- [DATA TO PROCESS]:
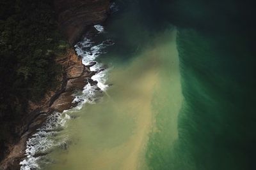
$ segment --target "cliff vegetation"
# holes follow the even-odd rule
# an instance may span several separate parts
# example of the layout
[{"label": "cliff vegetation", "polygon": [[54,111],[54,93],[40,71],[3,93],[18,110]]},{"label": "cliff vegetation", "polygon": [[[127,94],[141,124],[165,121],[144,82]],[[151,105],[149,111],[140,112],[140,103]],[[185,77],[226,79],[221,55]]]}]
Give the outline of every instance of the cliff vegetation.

- [PROBLEM REQUIREMENTS]: Can you rewrite every line of the material above as a numbered list, with blank lines dropped and the pictures left out?

- [REPLY]:
1. $ segment --target "cliff vegetation"
2. # holes follow the even-odd rule
3. # an instance may span several separate parts
4. # example of the layout
5. [{"label": "cliff vegetation", "polygon": [[54,111],[54,93],[40,71],[3,93],[18,110]]},{"label": "cliff vegetation", "polygon": [[[127,94],[141,124],[165,121],[144,82]],[[151,105],[149,111],[140,112],[140,103]],[[185,77],[226,79],[221,55]]]}]
6. Give the outline of every instance of the cliff vegetation.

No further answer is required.